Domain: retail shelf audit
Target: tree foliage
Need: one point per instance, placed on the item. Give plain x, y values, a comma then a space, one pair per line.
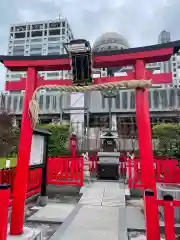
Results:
166, 139
9, 134
59, 140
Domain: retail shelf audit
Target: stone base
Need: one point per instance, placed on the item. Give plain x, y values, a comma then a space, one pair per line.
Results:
28, 234
42, 201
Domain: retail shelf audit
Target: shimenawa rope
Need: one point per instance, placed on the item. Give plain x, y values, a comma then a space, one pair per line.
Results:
131, 84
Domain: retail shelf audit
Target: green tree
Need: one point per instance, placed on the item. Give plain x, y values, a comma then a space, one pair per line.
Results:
9, 134
166, 139
59, 140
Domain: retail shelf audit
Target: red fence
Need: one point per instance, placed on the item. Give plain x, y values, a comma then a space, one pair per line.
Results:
166, 171
34, 180
65, 171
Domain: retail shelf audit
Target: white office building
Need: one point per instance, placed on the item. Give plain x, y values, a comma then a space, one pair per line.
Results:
39, 38
173, 65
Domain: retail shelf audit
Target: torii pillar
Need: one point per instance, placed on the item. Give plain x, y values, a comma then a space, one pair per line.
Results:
137, 57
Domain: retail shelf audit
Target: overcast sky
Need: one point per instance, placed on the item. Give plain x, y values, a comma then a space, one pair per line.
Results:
140, 21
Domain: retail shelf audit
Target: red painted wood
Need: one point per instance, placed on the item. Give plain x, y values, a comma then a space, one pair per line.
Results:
126, 59
4, 203
115, 60
21, 179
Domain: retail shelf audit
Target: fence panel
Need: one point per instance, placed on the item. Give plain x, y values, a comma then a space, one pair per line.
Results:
65, 171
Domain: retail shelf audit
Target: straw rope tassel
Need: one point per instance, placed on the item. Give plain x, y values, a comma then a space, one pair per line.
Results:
131, 84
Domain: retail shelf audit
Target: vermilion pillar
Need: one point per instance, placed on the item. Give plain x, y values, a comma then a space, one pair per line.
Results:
144, 131
146, 152
73, 145
22, 169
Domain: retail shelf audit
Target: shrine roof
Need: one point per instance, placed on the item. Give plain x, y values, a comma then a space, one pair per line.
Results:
115, 58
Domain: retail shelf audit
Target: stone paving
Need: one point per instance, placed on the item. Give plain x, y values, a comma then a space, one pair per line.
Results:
100, 214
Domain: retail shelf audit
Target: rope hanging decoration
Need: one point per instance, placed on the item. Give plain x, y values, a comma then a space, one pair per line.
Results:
131, 84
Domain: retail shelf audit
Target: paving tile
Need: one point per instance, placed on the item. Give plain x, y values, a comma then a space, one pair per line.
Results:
53, 212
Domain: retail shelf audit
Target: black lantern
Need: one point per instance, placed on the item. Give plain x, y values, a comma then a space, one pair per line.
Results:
80, 53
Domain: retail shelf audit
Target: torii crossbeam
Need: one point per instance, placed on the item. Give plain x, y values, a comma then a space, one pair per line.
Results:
137, 57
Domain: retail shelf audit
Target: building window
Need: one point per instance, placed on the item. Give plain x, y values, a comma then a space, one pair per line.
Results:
132, 100
21, 103
172, 100
54, 102
156, 99
15, 102
164, 99
9, 103
41, 101
124, 100
117, 100
149, 99
47, 102
103, 101
54, 32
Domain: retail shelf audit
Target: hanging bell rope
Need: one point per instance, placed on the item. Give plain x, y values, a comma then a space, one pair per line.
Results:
131, 84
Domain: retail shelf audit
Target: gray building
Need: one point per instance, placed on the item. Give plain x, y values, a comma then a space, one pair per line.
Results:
39, 38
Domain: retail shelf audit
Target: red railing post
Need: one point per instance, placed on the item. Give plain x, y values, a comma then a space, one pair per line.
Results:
151, 216
22, 169
4, 203
169, 218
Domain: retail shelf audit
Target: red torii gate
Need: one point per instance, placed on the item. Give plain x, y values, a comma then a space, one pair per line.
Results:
137, 57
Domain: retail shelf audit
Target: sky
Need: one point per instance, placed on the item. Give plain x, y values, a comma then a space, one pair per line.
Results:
140, 21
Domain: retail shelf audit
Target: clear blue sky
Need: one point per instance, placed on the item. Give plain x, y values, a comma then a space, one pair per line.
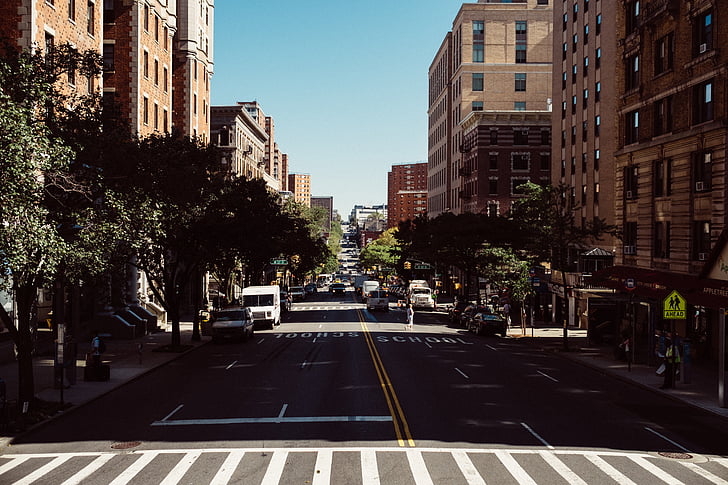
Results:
345, 82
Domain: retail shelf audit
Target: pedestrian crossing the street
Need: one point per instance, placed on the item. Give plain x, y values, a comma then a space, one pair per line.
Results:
369, 466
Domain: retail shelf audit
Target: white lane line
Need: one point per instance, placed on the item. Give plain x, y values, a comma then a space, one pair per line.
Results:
656, 471
514, 468
369, 470
43, 471
175, 474
467, 468
88, 470
418, 468
275, 468
283, 411
667, 439
322, 469
172, 413
225, 472
462, 373
537, 436
547, 376
128, 475
705, 474
611, 472
561, 468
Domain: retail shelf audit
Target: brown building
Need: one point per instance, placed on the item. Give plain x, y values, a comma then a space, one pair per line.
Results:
406, 192
300, 185
670, 165
585, 113
490, 97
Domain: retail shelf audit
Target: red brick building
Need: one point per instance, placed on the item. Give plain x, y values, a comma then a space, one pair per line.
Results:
406, 192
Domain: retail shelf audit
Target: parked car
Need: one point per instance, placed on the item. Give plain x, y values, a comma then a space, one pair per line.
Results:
488, 323
337, 288
378, 300
232, 323
297, 293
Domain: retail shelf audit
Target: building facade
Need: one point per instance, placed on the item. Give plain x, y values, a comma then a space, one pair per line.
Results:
406, 192
300, 185
501, 61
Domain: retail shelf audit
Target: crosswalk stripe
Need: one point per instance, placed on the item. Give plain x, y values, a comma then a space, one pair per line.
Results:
655, 470
88, 470
128, 475
418, 468
42, 471
322, 470
705, 474
176, 474
561, 468
514, 468
275, 468
467, 468
369, 470
612, 472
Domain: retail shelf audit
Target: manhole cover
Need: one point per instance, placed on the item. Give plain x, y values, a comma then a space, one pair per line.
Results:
125, 445
675, 456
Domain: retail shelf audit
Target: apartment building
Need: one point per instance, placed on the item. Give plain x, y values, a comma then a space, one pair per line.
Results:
585, 113
300, 185
490, 116
670, 176
406, 192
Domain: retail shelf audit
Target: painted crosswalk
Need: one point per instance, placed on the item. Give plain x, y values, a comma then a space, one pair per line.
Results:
376, 466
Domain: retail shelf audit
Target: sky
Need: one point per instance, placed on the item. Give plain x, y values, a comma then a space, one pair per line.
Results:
345, 82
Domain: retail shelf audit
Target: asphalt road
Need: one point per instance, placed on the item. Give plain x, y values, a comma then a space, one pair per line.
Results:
353, 393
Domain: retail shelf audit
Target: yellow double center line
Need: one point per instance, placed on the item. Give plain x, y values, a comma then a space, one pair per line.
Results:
401, 428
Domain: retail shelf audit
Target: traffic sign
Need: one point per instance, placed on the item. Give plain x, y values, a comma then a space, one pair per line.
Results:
674, 307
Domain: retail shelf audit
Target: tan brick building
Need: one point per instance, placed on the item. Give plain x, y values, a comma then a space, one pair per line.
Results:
406, 192
493, 98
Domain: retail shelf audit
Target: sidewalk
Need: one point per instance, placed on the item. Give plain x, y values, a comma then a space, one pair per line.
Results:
124, 357
701, 392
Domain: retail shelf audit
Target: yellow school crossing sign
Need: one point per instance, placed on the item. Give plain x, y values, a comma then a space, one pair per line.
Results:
674, 307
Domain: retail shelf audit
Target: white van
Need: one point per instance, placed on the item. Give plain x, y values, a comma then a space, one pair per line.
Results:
265, 303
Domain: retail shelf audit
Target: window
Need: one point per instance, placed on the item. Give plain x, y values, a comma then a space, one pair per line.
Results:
661, 242
520, 80
662, 114
90, 27
703, 102
632, 126
701, 240
664, 54
631, 173
662, 183
702, 171
703, 33
477, 81
632, 71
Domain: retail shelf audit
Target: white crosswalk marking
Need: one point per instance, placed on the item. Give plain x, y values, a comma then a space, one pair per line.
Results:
225, 473
139, 467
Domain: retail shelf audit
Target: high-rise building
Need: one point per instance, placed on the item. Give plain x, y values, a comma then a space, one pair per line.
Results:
490, 103
406, 192
584, 128
300, 185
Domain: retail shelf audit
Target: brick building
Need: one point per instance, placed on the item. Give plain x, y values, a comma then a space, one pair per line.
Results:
406, 192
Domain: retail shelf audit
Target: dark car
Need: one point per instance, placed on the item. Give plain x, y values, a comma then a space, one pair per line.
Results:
337, 288
488, 324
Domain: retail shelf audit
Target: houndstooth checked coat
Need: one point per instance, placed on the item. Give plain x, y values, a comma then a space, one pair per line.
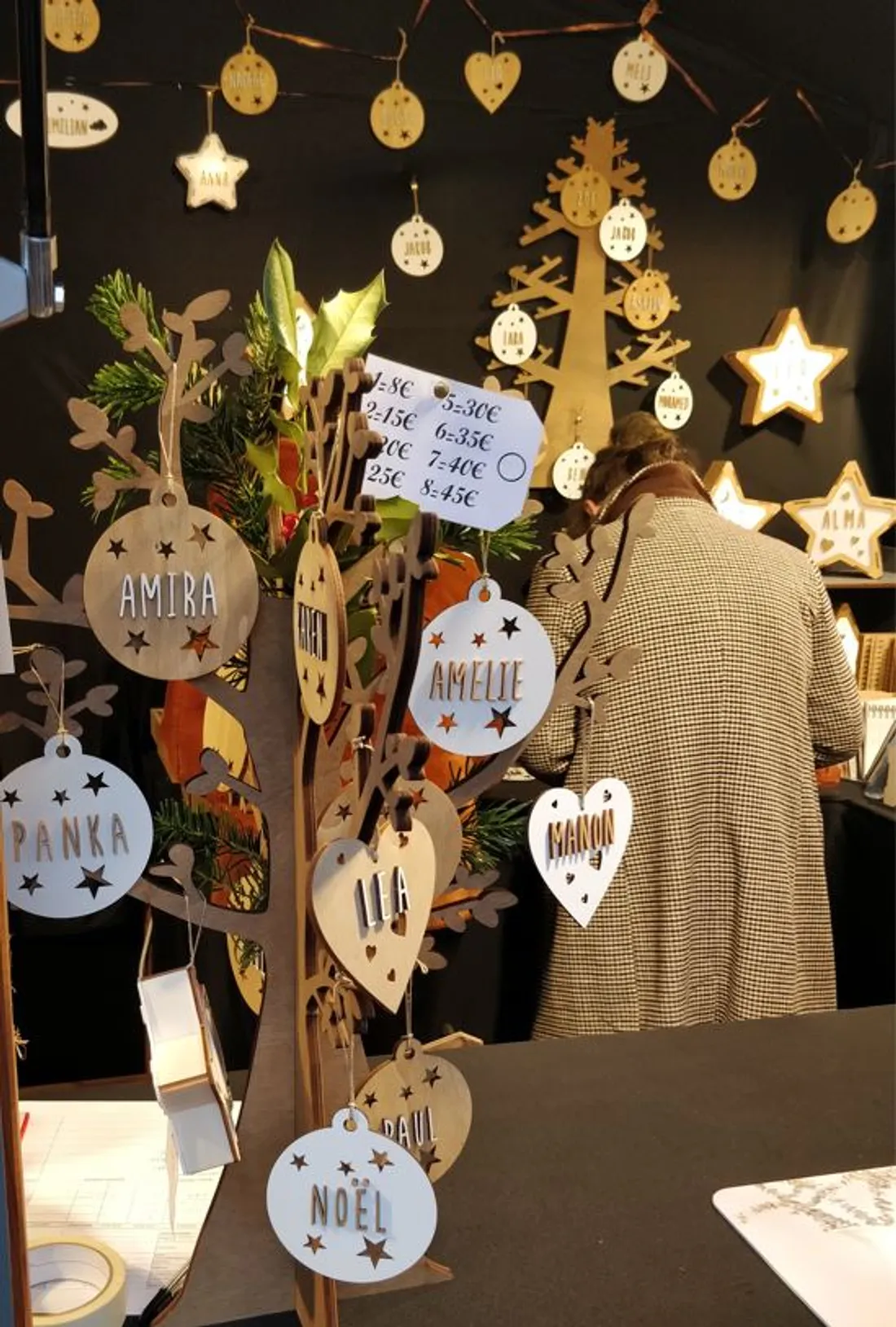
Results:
718, 909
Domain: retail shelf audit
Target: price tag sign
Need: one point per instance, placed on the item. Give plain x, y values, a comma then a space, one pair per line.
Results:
459, 451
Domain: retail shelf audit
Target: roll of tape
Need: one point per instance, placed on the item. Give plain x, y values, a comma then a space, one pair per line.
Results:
84, 1272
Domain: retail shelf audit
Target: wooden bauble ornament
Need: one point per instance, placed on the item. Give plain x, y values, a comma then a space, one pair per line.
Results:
731, 170
351, 1204
372, 905
318, 626
586, 198
71, 24
424, 1103
485, 674
571, 468
77, 833
491, 78
512, 336
674, 402
623, 232
578, 843
851, 214
647, 301
397, 116
170, 591
248, 82
639, 71
417, 247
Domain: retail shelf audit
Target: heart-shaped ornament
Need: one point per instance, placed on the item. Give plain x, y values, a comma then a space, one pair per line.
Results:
491, 78
371, 907
578, 843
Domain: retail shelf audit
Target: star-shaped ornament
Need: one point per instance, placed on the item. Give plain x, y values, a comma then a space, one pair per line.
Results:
786, 373
845, 525
211, 174
725, 490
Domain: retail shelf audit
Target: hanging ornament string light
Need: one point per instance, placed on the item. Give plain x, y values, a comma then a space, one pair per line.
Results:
211, 173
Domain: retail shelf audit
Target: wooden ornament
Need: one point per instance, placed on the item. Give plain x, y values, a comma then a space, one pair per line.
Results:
397, 116
491, 78
786, 373
485, 674
731, 170
211, 174
71, 25
851, 214
571, 468
512, 336
318, 626
578, 843
647, 301
372, 907
586, 196
674, 402
351, 1204
248, 82
424, 1103
170, 591
77, 833
623, 232
639, 71
723, 487
417, 247
845, 525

BRIEF. Copy each of the lines above that contains the word "stone". The match is case-sensitive.

ANSWER FOR THE TASK.
Target: stone base
Target: stone paving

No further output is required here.